◆ **Your goal**: Take from the data every line in which the word "trail" is found.

◆ **Exercise data**:
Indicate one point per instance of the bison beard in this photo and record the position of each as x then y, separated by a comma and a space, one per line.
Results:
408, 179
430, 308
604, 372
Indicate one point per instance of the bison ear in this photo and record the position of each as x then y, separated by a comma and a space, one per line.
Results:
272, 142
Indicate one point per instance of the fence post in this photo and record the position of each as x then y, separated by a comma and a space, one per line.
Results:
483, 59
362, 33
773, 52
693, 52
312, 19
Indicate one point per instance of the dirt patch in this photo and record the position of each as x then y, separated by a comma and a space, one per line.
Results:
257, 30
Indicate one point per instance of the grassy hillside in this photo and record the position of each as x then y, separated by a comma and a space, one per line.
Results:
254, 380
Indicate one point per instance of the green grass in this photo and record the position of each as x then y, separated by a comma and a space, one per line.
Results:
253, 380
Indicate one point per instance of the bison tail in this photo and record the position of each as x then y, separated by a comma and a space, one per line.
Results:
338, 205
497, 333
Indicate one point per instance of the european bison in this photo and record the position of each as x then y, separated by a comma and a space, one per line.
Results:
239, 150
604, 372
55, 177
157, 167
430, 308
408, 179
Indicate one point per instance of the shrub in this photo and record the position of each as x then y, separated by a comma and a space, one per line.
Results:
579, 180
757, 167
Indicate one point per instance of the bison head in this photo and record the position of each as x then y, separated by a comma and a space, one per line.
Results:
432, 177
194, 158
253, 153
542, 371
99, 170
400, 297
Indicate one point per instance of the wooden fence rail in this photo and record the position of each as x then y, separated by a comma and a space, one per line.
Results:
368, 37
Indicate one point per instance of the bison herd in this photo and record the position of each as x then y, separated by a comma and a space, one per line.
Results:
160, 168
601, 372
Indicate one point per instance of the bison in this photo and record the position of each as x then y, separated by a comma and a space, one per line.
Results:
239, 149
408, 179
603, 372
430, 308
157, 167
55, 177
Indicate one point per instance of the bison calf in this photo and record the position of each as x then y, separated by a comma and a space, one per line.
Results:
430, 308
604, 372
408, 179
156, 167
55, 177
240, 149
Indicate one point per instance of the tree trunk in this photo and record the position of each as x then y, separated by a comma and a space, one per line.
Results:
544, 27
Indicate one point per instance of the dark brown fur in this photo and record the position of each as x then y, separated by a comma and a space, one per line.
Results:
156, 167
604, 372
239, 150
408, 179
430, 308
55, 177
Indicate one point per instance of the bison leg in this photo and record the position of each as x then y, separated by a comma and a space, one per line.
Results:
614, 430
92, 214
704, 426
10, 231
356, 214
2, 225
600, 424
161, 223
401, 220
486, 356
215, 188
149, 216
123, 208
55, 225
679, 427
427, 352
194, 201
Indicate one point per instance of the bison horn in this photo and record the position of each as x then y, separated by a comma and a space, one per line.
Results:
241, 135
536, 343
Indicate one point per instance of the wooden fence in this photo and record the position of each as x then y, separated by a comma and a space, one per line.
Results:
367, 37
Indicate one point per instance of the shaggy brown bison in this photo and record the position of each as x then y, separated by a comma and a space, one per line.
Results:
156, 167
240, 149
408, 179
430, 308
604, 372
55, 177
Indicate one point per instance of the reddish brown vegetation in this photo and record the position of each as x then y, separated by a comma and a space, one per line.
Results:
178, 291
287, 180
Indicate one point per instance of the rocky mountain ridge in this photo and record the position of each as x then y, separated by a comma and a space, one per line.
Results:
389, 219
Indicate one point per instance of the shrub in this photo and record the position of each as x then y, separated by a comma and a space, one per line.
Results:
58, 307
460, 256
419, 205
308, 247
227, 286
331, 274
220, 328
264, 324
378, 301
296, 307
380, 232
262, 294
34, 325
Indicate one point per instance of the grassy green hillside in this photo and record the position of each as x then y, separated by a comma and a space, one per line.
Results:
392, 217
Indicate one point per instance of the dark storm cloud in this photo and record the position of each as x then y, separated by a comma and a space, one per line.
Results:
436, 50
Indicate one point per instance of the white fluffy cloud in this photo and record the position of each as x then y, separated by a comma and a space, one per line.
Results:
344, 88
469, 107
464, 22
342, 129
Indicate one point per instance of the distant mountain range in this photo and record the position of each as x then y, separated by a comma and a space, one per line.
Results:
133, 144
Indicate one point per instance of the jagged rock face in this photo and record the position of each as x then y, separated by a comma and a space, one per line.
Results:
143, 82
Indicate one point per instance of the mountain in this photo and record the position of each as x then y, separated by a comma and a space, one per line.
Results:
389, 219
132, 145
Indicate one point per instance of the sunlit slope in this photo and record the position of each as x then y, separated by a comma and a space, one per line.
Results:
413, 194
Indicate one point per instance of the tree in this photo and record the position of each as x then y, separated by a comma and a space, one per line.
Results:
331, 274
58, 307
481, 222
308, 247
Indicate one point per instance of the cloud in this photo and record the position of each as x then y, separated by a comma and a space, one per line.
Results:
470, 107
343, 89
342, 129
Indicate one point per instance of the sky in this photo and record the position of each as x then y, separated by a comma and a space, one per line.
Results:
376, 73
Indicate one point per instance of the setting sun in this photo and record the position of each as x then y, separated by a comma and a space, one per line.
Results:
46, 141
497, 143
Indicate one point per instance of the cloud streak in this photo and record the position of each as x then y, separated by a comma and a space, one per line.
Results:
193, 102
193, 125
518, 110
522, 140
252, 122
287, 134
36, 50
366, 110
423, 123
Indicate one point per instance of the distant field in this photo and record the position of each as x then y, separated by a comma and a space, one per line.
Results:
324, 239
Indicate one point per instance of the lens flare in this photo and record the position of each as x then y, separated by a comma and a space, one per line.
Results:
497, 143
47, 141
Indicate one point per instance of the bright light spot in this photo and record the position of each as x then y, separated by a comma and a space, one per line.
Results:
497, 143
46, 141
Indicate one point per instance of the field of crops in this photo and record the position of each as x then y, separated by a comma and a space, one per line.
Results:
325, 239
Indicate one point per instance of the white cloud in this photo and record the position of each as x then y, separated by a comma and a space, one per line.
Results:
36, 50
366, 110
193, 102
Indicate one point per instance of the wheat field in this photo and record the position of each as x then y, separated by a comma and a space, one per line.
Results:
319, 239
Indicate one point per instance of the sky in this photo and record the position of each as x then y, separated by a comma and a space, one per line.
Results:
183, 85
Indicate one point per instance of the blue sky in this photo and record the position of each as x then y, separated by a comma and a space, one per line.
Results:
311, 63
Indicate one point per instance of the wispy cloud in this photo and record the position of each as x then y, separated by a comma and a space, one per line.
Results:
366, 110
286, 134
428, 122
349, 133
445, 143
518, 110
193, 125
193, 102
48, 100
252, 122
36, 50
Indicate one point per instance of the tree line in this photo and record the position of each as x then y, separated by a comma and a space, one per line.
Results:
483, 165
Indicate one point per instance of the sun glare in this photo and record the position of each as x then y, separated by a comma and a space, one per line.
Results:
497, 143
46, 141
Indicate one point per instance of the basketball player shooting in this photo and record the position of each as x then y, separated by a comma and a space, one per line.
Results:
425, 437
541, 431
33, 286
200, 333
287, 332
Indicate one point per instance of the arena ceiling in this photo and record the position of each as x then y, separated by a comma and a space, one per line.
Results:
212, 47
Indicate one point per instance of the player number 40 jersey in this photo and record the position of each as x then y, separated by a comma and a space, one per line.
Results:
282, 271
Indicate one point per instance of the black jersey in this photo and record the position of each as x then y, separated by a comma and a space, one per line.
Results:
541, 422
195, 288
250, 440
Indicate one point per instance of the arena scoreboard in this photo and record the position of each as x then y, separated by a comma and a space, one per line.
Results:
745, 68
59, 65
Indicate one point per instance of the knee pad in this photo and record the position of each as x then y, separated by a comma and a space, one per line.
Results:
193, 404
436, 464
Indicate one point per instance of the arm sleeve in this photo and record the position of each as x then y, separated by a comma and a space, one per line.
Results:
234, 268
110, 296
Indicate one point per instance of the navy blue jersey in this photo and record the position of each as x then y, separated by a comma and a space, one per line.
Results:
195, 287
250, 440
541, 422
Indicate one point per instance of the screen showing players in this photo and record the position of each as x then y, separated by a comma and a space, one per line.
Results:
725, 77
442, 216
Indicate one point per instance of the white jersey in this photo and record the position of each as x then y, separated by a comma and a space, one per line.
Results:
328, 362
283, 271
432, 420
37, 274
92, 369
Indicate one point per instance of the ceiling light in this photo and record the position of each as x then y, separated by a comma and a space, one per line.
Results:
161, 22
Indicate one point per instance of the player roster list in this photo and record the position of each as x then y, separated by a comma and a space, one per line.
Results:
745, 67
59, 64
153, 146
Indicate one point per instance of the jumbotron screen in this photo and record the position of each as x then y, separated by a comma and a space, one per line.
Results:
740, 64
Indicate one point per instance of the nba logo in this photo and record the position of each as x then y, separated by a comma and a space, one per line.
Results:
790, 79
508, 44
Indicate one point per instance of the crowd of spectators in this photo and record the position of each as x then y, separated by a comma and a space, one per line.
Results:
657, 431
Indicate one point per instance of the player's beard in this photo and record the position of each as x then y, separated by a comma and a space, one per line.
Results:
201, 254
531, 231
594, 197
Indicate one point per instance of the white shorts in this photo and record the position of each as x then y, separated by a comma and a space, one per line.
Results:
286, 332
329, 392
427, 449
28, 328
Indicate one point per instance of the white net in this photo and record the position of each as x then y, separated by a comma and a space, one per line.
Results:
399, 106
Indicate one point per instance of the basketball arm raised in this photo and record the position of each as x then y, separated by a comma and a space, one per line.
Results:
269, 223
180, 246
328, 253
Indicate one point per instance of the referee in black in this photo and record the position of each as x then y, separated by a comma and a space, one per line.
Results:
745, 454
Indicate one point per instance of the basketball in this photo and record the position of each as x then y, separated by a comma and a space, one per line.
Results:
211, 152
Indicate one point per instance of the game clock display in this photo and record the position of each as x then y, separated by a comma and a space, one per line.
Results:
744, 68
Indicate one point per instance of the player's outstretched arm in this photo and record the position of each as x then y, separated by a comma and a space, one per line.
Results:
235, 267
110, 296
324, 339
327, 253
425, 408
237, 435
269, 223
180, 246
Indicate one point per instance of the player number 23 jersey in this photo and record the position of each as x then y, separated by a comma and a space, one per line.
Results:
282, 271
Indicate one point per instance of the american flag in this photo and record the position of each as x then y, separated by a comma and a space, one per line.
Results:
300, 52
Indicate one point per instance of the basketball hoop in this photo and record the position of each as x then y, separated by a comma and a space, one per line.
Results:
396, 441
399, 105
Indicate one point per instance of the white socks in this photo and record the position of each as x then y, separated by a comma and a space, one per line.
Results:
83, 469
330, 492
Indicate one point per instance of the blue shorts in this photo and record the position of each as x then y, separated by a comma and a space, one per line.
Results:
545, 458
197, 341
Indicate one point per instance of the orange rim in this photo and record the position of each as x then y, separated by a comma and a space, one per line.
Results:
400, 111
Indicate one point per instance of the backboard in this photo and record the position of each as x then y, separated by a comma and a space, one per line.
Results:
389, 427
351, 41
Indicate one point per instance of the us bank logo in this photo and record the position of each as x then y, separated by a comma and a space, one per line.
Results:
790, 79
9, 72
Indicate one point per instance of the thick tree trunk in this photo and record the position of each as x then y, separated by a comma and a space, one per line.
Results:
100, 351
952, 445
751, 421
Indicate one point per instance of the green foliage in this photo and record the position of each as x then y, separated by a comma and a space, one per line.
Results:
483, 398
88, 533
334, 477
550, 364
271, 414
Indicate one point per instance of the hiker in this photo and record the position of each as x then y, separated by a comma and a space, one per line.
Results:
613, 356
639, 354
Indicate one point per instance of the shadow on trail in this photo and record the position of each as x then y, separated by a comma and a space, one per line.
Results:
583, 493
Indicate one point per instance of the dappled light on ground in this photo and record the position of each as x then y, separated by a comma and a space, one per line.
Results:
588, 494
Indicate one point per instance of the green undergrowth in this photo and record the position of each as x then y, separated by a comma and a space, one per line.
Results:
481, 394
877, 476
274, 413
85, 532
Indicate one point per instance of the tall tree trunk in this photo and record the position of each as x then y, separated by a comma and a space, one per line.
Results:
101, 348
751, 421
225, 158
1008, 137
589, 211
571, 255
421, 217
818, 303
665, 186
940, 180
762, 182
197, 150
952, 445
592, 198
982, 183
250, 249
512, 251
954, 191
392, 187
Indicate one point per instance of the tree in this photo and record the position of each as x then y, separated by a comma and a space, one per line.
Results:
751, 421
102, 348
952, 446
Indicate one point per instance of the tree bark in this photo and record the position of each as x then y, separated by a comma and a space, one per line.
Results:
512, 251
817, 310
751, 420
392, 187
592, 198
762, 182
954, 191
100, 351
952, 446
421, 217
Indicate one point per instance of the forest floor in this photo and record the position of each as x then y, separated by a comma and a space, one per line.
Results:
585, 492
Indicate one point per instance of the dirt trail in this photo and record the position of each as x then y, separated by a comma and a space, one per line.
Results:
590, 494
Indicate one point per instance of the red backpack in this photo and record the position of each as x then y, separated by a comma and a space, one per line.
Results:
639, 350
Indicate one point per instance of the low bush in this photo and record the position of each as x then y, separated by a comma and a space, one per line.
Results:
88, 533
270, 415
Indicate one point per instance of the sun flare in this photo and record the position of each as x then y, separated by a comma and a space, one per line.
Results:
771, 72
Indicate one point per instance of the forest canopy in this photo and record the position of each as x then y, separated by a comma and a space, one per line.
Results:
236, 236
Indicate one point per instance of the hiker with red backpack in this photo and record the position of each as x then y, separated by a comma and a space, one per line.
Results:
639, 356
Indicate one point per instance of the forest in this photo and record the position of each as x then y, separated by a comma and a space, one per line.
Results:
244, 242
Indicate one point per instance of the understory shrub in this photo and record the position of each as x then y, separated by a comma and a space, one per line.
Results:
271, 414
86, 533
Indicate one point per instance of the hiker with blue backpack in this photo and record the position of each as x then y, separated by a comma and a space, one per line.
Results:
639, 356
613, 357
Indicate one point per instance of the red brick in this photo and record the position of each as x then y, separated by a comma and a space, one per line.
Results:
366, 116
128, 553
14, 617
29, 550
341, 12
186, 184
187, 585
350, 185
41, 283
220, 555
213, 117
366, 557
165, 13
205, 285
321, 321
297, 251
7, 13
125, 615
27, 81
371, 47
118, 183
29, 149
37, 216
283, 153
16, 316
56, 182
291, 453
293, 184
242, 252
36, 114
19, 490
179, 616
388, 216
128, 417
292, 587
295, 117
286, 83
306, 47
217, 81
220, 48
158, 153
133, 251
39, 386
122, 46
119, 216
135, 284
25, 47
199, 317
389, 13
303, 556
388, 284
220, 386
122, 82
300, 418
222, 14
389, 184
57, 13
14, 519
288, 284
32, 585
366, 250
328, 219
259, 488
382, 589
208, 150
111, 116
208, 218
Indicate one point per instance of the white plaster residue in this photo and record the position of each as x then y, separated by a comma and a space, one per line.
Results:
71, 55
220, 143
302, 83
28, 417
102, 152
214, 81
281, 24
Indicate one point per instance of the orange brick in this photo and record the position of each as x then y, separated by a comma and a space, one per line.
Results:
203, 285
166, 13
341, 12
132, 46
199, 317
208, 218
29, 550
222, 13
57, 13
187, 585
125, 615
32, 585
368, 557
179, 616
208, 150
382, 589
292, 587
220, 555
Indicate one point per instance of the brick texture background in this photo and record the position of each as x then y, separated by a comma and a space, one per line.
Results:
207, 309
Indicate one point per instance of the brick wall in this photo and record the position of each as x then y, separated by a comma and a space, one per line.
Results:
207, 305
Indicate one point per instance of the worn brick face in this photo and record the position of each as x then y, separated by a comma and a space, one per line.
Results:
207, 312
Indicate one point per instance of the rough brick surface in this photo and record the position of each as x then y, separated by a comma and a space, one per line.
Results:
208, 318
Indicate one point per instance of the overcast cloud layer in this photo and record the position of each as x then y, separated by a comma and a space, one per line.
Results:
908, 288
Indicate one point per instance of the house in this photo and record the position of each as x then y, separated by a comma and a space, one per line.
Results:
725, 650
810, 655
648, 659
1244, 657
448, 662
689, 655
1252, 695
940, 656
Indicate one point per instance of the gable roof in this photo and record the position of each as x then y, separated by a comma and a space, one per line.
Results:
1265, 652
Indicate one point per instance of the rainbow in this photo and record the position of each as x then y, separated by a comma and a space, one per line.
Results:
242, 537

◆ **Exercise answer**:
Indicate one point per instance of the shadow on trail in this photo and record the position of each as x then y, separated by a comma and a space, one per line.
Indicate one point per instance of the dirt trail in this photo and record the position of each as x then y, separated by a comma and a space, one per line.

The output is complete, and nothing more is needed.